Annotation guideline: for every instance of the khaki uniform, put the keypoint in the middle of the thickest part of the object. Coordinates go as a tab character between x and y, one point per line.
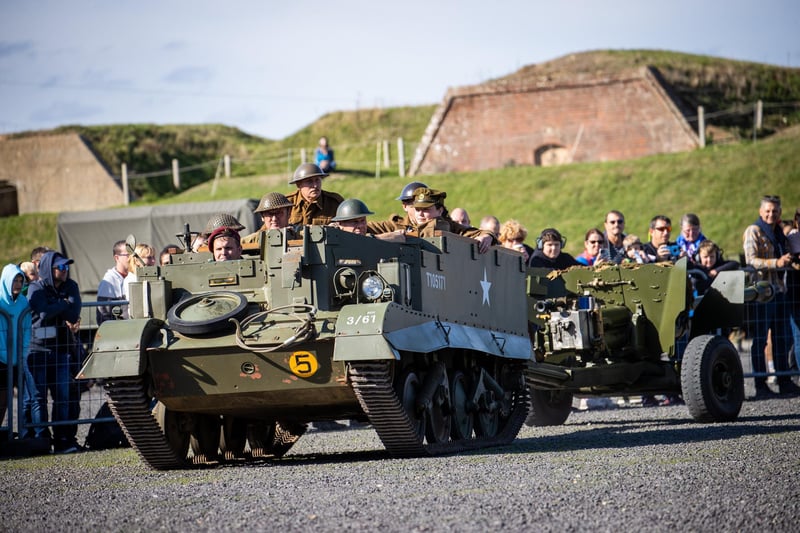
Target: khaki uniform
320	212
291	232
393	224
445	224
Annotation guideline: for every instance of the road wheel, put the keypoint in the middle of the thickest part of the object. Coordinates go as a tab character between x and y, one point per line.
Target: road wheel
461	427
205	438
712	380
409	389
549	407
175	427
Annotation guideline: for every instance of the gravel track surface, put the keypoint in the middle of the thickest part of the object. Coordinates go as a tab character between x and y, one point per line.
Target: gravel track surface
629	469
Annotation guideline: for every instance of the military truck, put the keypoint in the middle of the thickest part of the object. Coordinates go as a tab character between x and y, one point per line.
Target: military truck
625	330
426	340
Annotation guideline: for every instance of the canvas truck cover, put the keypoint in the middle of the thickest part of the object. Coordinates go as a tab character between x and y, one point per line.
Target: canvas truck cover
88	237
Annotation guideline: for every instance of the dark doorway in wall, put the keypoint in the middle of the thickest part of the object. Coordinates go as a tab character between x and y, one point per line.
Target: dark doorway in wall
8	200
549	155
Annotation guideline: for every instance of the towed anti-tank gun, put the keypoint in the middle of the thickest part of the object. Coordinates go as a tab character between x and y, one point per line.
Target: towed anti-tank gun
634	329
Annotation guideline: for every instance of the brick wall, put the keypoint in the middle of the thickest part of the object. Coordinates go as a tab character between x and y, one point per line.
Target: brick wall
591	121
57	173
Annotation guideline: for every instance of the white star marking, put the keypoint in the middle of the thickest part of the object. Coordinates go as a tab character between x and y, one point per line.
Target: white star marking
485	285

::::::::::

_Aim of the exercise_: Please render every line of the rows above as a Markdown table with the columns No. and Line, numbering each line in order and skipping blank ones. Leave the pictures out of the table.

_Result of the task_:
| No. | Line |
|---|---|
| 1 | Annotation guideline: for every instance of the khaki uniform, put the keypoint in the middle of the thickest part of the object. Coordinates go as a tab character between x and y, one point per line. |
| 2 | Target: khaki uniform |
| 3 | 320	212 |
| 4 | 291	232 |
| 5 | 393	224 |
| 6 | 445	224 |
| 7 | Annotation guideline: for every instance of the road wheel, put the keypoint in the middle of the thickest part of the object. Coordinates go as a tab character between x and y, one point per line. |
| 8 | Target: road wheel |
| 9 | 461	427 |
| 10 | 205	438 |
| 11 | 712	380 |
| 12 | 409	389 |
| 13 | 549	407 |
| 14 | 175	427 |
| 15 | Annotation guideline: for every instance of the gravel track surface, put the keypoint in the middle of the thickest part of the object. Coordinates go as a tab character between x and y, one point per line. |
| 16 | Target: gravel track surface |
| 17 | 629	469 |
| 18 | Annotation guideline: for every instance of the military truck, put the keypoint in the middle of the thickest part of the object. Coordinates go as a tab character between x and y, one point per line. |
| 19 | Target: military truck |
| 20 | 625	330 |
| 21 | 426	340 |
| 22 | Annotation guideline: for every instance of the canvas truck cover, put the keypoint in the middle of the thickest part of the object. Coordinates go as a tab character between x and y, one point per line. |
| 23 | Target: canvas truck cover |
| 24 | 88	237 |
| 25 | Annotation guideline: for every instance of the dark doorway in wall, put the keypoint in the middle of the thickest part of the object. Coordinates go as a tab character between x and y, one point per line. |
| 26 | Target: dark doorway in wall |
| 27 | 8	200 |
| 28 | 549	155 |
| 29 | Annotation guideline: for every instance of the towed anti-tank gun, put the keypoint in the middle of the thickest part of the object. Coordinates go as a tab character between x and y, one point per line. |
| 30 | Target: towed anti-tank gun |
| 31 | 634	329 |
| 32 | Annotation guideline: for every instance of the brick wall, put the keypoint in the middle of the thickest part of the object. Coordinates go as a tab character between x and y, one point per line. |
| 33 | Target: brick wall |
| 34 | 591	121 |
| 35 | 57	173 |
| 36 | Annotation guideline: for every instance of the white star marking, put the keypoint in the middle of the thickest part of the object. Coordinates go as a tab character between x and y, one point per line. |
| 37 | Target: white star marking |
| 38 | 485	285 |